◆ Written tasks ◆
• 1. Replace "housing association" with "residents' cooperative" in the text on democracy and voters, starting at "The countries with better" and ending at "Random said...", and write out that stretch.
• 2. Extend the text on democracy and voters past its last sentence.

Well my take on democracy is that it is not a system designed to achieve good outcomes for a country through the wisdom of crowds or other mechanisms.

It is a system designed to make voters accountable for their votes, to punish voters if they make stupid voting choices, for example when the median voters are disengaged and/or fall for marketing directed at their wishful thinking by vested interests.

There is a planet-wide market for political systems, and there will be countries with a political culture of voters who are well informed and engaged and this drives better policies than in countries with a coarser political culture.

The countries with better voters will prosper and outcompete the countries with worse voters.

Eventually the more engaged capable voters in a country with mostly disengaged wishful thinking voters will want to emigrate to countries with a majority of people like themselves.

Consider each country as a housing association for a housing estate; those with smart, engaged members prosper and attract other good, engaged members, those with credulous, distracted members get swindled by their management and decay and lose the better residents.

Random said...

Politicians on the whole are honest: they tend to do what their voters want (plus what their sponsors want) rather than what voters say would be nice....

More generally my impression is that many voters are hypocrites, and say many things and vote for another.

Politicians care very much about the votes of voters, not the words of voters, and are well prepared to pretend to listen to the words, and be accused to be liars, as long as they get the votes to be re-elected.

A vital skill of a politician is then to understand what voters will vote for, as opposed to what voters would like to happen if they were perfect, and deliver what voters will vote for while preaching homilies about what voters would like if it cost nothing.

The median voter has a safe-ish career and/or a fixed income or capital gains from property, and regards the (say) unemployed as a problem that only parasitical losers have.

It is all about enabling and managing voters' hypocrisy.

Is unemployment going to be a major electoral issue, will it swing majorities in critical districts or states? Obviously both the Republicans and the Democrats have so far calculated that either the median voter likes unemployment to stay high or does not care.

◆ Data segment ◆
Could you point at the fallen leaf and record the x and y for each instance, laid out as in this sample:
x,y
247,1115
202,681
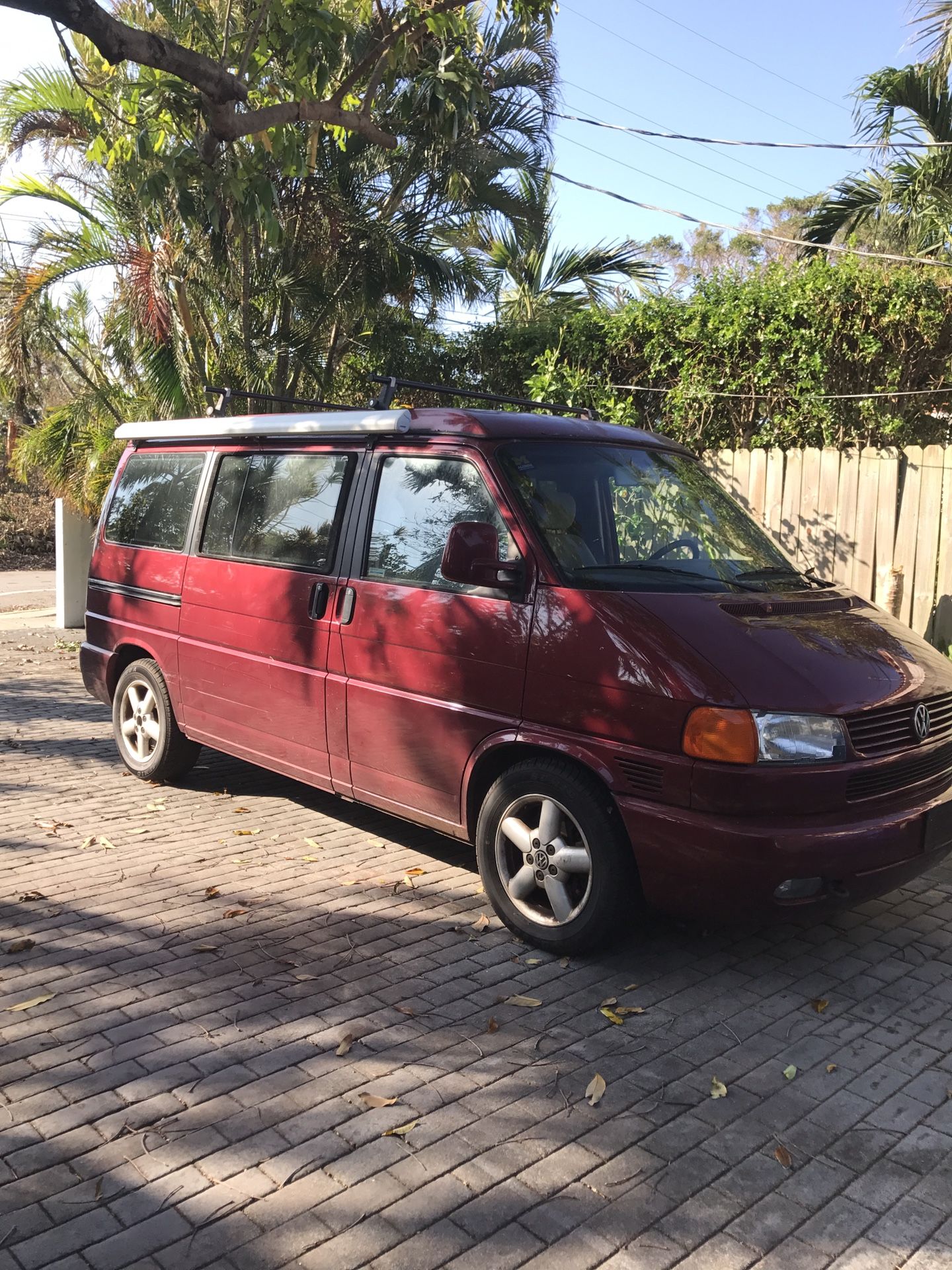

◆ Answers for the tasks ◆
• 1.
The countries with better voters will prosper and outcompete the countries with worse voters.

Eventually the more engaged capable voters in a country with mostly disengaged wishful thinking voters will want to emigrate to countries with a majority of people like themselves.

Consider each country as a residents' cooperative for a housing estate; those with smart, engaged members prosper and attract other good, engaged members, those with credulous, distracted members get swindled by their management and decay and lose the better residents.

Random said...

• 2.
How many congresspeople in either House or Senate failed to be re-elected because they voted for PATRIOT, Iraq, TARP? I guess that they noticed that the number is close to zero. How many Congresspeople will fail to be reelected because unemployment stays high? I guess the estimate of both parties is similarly large :)

Voter intentions seem driven by "F*ck YOU! I am fully vested".

The USA median voter to me sometimes seems like the mythical well-off resident of Calcutta who is angry about poverty because he has to step over the bodies of the poor who have died or are dying on the pavement while he walks around town, without regard to how inconvenient that is to their betters.

Time to get out again the second most important fact in UK (and similarly for USA, Australia, etc) politics:

http://www.bbc.co.uk/news/business-19288208

"In 2001, the average price of a house was £121,769 and the average salary was £16,557, according to the National Housing Federation. A decade on, the typical price of a property is 94% higher at £236,518, while average wages are up 29% to £21,330"

This means that in 10 years owners of average UK houses have enjoyed (most often tax-free) capital gains of around £12,000 per year, or a boost of 80% on top of after-tax average earnings, all easily extracted without selling the house thanks to second mortgages.

Again: 12,000 pounds tax-free yearly extra income for the average/median voter, for 10 years, every year, nearly doubling their after tax income.

Why do they need the state to pool risks, when they are having the risk-free ride of their life?

For them risk pooling, when they are used to get year after year massive tax free capital gain, means giving some of the windfalls gained by their sagacity in investing in property, to some irrelevant losers!

What the average/median "aspirational", "striver" voter, in particular female, middle and older aged ones, wants is simple: more tax-free capital gains for rentiers, lower wages (or welfare) for everybody else, rather than pointless, wasteful ideas like state insurance.

Tom Hickey said...

Politicians on the whole are honest: they tend to do what their voters want (plus what their sponsors want) rather than what voters say would be nice....

Studies contradict this. Much policy that the majority wants is not enacted but rather policy that is favored by the donor class.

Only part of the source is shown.